╭─ Textauszug
Führen ESG-Faktoren in Japan zu einer Rückkehr ins aktive Investment?

29.01.2020 7 Min.
  • Archibald Ciganer, Portfolio Manager

Mit der zunehmenden Fokussierung auf ESG erscheinen die Chancen passiver Anlagestrategien limitiert.

  • In Japan sind passive und ETF-Anlagestrategien weit verbreitet, insbesondere bei ausländischen Investoren. Doch sie erscheinen zunehmend ineffektiv in einem Markt, der sich signifikant verändert.
  • Japanische Unternehmen übernehmen rasch ESG-Best-Practices. Für Investoren, die auf dieser Grundlage selektiv vorgehen wollen, ist ein passiver Ansatz potenziell einschränkend.
  • Wir glauben, dass erfolgreiches Investieren einen Anlageprozess erfordert, der aktiv versucht, nachhaltige Unternehmen zu identifizieren, die auf der richtigen Seite des Wandels positioniert sind.

Mit der Reifung des Aktienmarktzyklus, hat sich ein wachsender Konflikt in Bezug auf die Positionierung der Investoren in Japan bemerkbar gemacht. Im Mittelpunkt steht der zunehmende Fokus auf die ESG-Faktoren Umwelt, Soziales und Governance. Investoren wollen mehr über die Unternehmen und ihre ESG-Qualifikationen verstehen. Dies ist besonders bei ausländischen Investoren in Japan der Fall, wo passive Anlagevehikel und Exchange Traded Funds (ETF) dominieren. Auf einem Markt, der von dynamischen Veränderungen und Disruption geprägt ist, wird die Gewinnerzielung und das Handeln auf der Grundlage von ESG-Erkenntnissen potenziell durch das Vorherrschen passiver Investitionen eingeschränkt.
╰─
_Zielsetzung 1_. Für welche drei Bereiche stehen die ESG-Faktoren laut dem Textauszug über ESG-Investitionen in Japan?
_Zielsetzung 2_. Führen Sie den Textauszug über ESG-Investitionen in Japan im Anschluss an seinen letzten Satz fort.
Die Zeilen haben mit dem Textauszug über ESG-Investitionen in Japan nichts zu tun.
╭─ Vorliegende Zeilen
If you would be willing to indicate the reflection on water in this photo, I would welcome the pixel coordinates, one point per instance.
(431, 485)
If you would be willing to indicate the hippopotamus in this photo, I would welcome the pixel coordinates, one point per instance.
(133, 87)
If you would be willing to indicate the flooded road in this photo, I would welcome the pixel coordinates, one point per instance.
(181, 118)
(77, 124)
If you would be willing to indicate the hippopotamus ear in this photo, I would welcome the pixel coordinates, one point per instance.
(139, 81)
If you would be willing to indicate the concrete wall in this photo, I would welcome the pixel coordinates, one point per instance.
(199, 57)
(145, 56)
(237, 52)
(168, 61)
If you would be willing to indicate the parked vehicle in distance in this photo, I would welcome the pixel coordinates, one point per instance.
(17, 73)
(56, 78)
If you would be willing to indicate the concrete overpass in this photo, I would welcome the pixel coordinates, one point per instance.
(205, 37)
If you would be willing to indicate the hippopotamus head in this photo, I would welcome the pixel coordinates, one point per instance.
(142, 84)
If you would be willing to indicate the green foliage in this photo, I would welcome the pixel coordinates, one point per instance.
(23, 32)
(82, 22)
╰─
_Endergebnis 1_. Für Umwelt, Soziales und Governance.

_Endergebnis 2_.
Passive Strategien könnten der ESG-Herausforderung nicht gerecht werden

Es ist gut dokumentiert, wie der japanische Aktienmarkt nach den Exzessen der Wirtschaftsblase der 1980er Jahre in den darauffolgenden zwei Jahrzehnten die Gunst der Anleger verloren hatte. Ein klarer Trend, der im letzten Jahrzehnt zu beobachten ist: Eine gross angelegte Verlagerung zu passiven Anlagestrategien, die mit einem starken Rückgang der aktiven Investitionen sowie eines verstärkten Sell-Side Research einhergeht. Der Rückgang der Verfügbarkeit von lokalem Research ist verbunden mit einer Periode signifikanter säkularer Veränderung. Diese betrifft nicht nur Japan, sondern umfasst einen globalen Wandel, der sich über die Wirtschaft, den Finanzmarkt, die Politik und gesellschaftliche Dimensionen erstreckt. Zwar sind Investoren nicht isoliert von Japan, doch fordern sie zunehmend Einblicke in möglicherweise erhöhte ESG-Risiken (und -Möglichkeiten) unterschiedlicher Unternehmen. Passiv orientierte Investoren, die mehr über positive Veränderungen im Verhalten der Unternehmen oder deren Aktivitäten erfahren oder beeinflussen wollen, könnten beeinträchtigt sein, sich aktiv mit ihrem Portfolio auseinanderzusetzen. In der Zwischenzeit geht die Fähigkeit verloren, fortschrittliche Unternehmen zu selektieren mit starken oder sich verbessernden ESG-Standards. Denn traditionelles passives Investieren kann nicht zwischen gut oder schlecht geführten Unternehmen auf Basis von ESG-Faktoren unterscheiden.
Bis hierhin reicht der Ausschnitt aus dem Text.